- STATED PROBLEM A:
In the post on transient failures below, what cause of transient failures is named as common besides software bugs?

- PASSAGE TO READ:
Archive for the ‘Manageability’ Category

12
Aug
By Tasso Argyros in Administration, Availability, Blogroll, Manageability, Scalability on August 12, 2008
   

- John: “What was wrong with the server that crashed last week?”

- Chris: “I don’t know. I rebooted it and it’s just fine. Perhaps the software crashed!”

I’m sure anyone who has been in operations has had the above dialog, sometimes quite frequently! In computer science such a failure would be called “transient” because the failure affects a piece of the system only for a fixed amount of time. People who have been running large-scale systems for a long time will attest that transient failures are extremely common and can lead to system unavailability if not handled right.

In this post I want to explore why transient failures are an important threat to availability and how a distributed database can handle them.

To see why transient failures are frequent and unavoidable, let’s consider what can cause them. Here’s an easy (albeit non-intuitive) reason:  software bugs.  All production-quality software still has bugs; most of the bugs that escape testing are difficult to track down and resolve, and they take the form of Heisenbugs, race conditions, resource leaks, and environment-dependent bugs, both in the OS and the applications. Some of these bugs will cause a server to crash unexpectedly.  A simple reboot will fix the issue, but in the meantime the server will not be available.  Configuration errors are another common cause.  Somebody inserts the wrong parameters into a network switch console and as a result a few servers suddenly go offline. And, sometimes, the cause of the failure just remains unidentified because it can be hard to reproduce and thus examine more thoroughly.

I submit to you that it is much harder to prevent transient failures than permanent ones. Permanent failures are predictable, and are often caused by hardware failures. We can build software or hardware to work around permanent failures. For example, one can build a RAID scheme to prevent a server from going down if a disk fails, but no RAID level can prevent a memory leak in the OS kernel from causing a crash!

What does this mean? Since transient failures are unpredictable and harder to prevent, MTTF (mean time to failure) for transient failures is hard to increase.

Clearly, a smaller MTTF means more frequent outages and larger downtimes. But if MTTF is so hard to increase for transient failures, what can we do to always keep the system running?

The answer is that instead of increasing MTTF we can reduce MTTR (mean time to recover). Mathematically this concept is expressed by the formula:

Availability = MTTF/(MTTF+MTTR)

It is obvious that as MTTR approaches zero, Availability approaches 1, (i.e. 100%). In other words, if failure recovery is very fast, (instantaneous in an extreme example) then even if failures happen frequently, overall system availability will continue to be very high. This interesting approach to availability, called Recovery Oriented Computing was developed jointly by Berkeley and Stanford researchers, including my co-founder George Candea.

Applying this concept to a massively parallel distributed database yields interesting design implications. As an example, let’s consider the case where a server fails temporarily due to an OS crash in a 100-server distributed database. Such an event means that the system has fewer resources to work with: in our example after the failure we have a 1% reduction of available resources. A reliable system will need to:

(a) Be available while the failure lasts and

(b) Recover to the initial state as soon as possible after the failed server is restored.

- STATED PROBLEM B:
Count the lines of the entries below that contain the word "walking", and give only the number.

- DATA IN THIS EXERCISE:
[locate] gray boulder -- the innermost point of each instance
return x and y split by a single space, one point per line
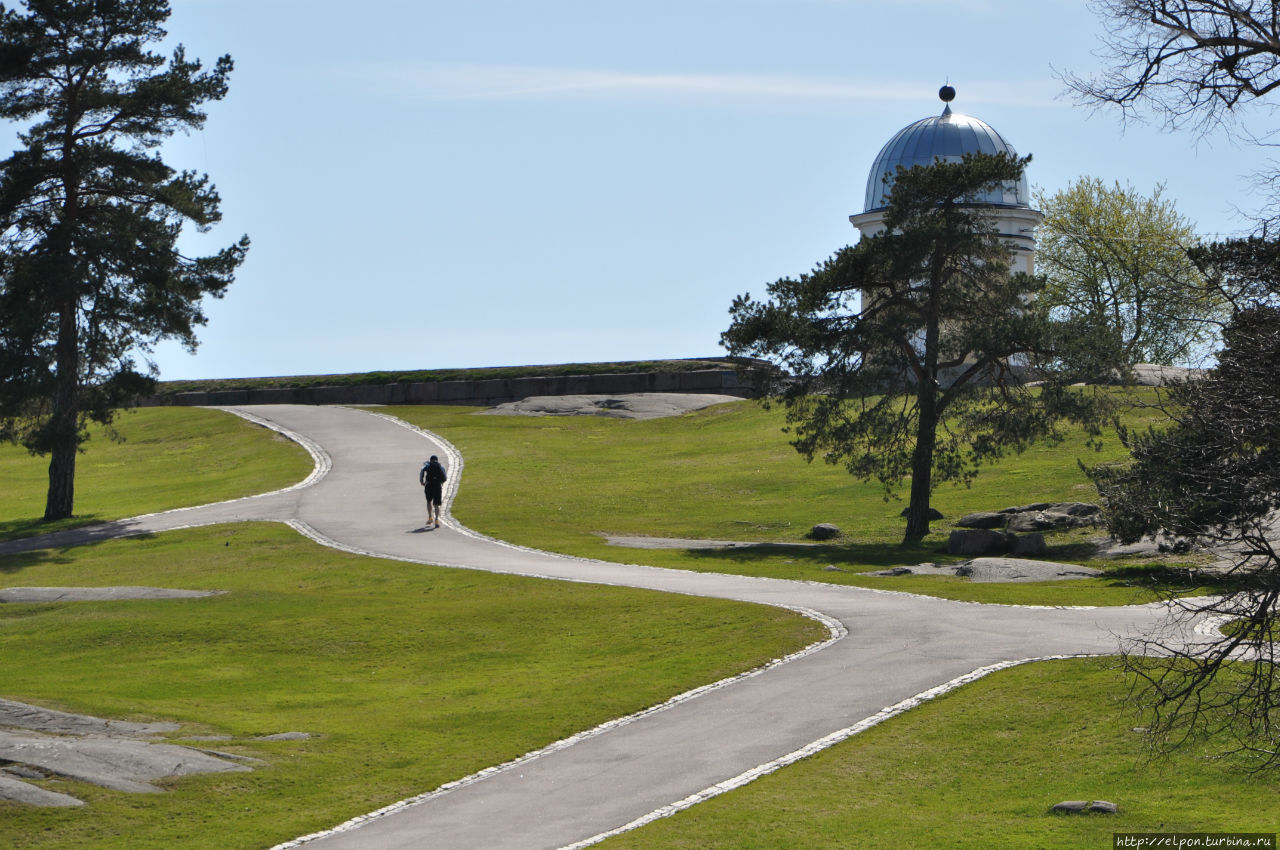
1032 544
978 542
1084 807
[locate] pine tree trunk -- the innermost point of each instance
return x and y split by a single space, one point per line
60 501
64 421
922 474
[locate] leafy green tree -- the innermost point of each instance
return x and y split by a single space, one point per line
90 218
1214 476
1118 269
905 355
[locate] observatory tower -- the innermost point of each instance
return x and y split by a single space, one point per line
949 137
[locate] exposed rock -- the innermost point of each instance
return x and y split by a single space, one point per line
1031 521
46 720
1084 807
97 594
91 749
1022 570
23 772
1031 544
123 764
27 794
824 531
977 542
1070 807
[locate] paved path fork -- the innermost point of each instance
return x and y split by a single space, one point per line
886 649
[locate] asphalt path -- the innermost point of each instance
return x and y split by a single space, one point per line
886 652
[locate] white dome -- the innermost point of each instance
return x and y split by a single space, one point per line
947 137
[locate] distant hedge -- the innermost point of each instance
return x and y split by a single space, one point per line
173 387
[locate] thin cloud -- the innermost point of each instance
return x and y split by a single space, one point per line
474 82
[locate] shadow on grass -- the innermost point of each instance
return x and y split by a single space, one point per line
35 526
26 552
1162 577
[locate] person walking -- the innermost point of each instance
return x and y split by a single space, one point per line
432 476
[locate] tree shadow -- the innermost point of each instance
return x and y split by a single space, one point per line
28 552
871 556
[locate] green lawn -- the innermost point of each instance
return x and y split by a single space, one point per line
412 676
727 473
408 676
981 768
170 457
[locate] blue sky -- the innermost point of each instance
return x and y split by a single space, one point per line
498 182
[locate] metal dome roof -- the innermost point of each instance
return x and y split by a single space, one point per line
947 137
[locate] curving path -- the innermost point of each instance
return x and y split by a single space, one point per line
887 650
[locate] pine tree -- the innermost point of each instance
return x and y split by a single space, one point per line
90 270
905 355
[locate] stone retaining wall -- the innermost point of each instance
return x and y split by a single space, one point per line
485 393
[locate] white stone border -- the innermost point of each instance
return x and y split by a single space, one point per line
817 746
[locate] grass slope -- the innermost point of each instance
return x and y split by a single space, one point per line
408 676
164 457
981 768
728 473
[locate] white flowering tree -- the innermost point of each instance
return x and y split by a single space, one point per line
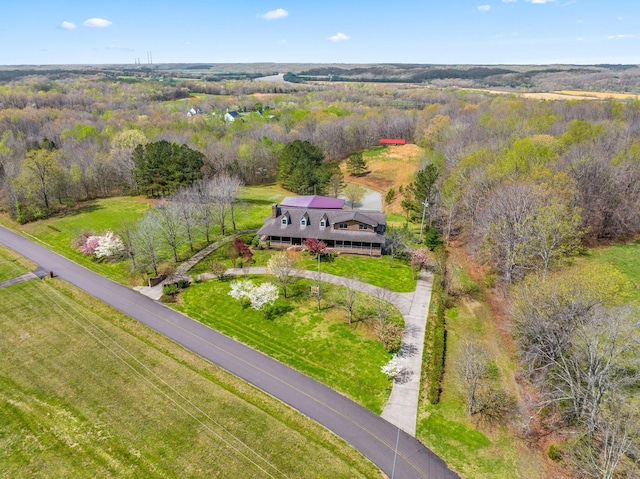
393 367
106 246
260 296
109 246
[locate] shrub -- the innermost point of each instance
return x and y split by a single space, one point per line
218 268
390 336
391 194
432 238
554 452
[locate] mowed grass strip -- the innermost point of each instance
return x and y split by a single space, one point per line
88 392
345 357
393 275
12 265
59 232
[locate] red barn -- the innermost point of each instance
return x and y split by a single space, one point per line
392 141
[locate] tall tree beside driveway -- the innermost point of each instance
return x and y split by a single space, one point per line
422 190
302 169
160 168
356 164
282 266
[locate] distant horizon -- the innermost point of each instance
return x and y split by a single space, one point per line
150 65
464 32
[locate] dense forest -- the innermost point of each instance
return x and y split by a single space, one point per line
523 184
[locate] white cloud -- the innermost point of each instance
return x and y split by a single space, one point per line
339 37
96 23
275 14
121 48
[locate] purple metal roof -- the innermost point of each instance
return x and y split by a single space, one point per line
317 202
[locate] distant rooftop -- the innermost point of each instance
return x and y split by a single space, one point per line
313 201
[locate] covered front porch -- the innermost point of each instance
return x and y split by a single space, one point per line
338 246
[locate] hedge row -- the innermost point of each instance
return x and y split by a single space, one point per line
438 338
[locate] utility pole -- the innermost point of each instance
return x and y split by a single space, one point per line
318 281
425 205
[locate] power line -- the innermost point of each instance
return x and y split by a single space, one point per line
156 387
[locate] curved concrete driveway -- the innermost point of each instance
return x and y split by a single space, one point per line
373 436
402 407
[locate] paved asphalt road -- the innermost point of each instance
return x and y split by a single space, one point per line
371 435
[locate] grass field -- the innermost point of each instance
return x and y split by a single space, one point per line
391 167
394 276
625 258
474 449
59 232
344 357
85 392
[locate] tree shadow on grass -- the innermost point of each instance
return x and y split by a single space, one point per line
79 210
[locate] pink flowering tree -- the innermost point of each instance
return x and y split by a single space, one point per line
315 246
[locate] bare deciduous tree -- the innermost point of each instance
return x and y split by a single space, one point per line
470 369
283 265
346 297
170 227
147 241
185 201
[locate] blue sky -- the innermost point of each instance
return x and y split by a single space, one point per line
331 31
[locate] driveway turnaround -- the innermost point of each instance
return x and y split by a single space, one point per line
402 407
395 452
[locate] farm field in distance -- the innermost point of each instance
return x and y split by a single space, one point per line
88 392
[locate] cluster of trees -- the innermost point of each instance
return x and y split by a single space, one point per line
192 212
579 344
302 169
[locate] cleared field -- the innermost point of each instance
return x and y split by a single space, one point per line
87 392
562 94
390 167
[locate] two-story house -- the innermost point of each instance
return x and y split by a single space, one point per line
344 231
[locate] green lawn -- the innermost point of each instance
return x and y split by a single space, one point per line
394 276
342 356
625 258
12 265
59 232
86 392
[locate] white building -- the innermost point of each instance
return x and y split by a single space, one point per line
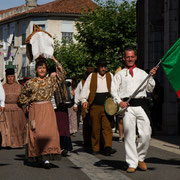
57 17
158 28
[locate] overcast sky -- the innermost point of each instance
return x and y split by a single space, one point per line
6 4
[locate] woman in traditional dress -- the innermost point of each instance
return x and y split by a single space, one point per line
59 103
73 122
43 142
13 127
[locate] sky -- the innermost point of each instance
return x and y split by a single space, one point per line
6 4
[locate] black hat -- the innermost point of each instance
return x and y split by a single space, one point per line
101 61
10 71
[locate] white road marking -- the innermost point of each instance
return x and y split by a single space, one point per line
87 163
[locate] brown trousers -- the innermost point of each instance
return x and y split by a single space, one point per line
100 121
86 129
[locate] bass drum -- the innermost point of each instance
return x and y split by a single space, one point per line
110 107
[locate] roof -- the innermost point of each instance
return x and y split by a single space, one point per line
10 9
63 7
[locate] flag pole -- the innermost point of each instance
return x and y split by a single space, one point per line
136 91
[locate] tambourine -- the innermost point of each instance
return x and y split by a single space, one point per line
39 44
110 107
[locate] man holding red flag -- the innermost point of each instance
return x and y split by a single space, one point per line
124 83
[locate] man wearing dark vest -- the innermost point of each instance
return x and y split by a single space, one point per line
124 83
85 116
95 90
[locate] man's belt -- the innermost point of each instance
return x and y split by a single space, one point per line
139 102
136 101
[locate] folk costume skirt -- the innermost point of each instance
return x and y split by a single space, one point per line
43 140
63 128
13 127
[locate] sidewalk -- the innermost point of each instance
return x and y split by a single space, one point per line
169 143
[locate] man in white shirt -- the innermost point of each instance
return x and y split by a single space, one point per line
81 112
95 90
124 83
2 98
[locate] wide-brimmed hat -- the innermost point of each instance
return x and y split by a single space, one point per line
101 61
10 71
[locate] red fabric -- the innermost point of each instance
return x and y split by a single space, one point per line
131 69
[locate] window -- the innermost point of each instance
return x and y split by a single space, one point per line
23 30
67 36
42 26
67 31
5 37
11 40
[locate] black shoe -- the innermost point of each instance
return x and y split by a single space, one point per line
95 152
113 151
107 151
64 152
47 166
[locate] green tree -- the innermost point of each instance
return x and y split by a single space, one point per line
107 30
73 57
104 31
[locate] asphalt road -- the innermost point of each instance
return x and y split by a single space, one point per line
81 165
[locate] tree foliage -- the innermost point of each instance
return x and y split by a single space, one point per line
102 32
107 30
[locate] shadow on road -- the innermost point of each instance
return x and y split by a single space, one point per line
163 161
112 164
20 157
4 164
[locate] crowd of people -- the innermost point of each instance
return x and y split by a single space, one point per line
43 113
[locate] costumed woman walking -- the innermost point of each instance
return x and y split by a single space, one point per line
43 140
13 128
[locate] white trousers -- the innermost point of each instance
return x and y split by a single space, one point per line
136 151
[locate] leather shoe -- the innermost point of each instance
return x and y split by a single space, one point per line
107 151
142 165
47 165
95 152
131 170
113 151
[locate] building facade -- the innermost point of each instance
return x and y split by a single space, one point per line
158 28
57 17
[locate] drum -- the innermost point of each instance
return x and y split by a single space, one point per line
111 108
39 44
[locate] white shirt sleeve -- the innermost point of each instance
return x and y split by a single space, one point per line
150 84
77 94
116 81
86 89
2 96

- RIGHT ANSWER A:
Configuration errors.

- RIGHT ANSWER B:
2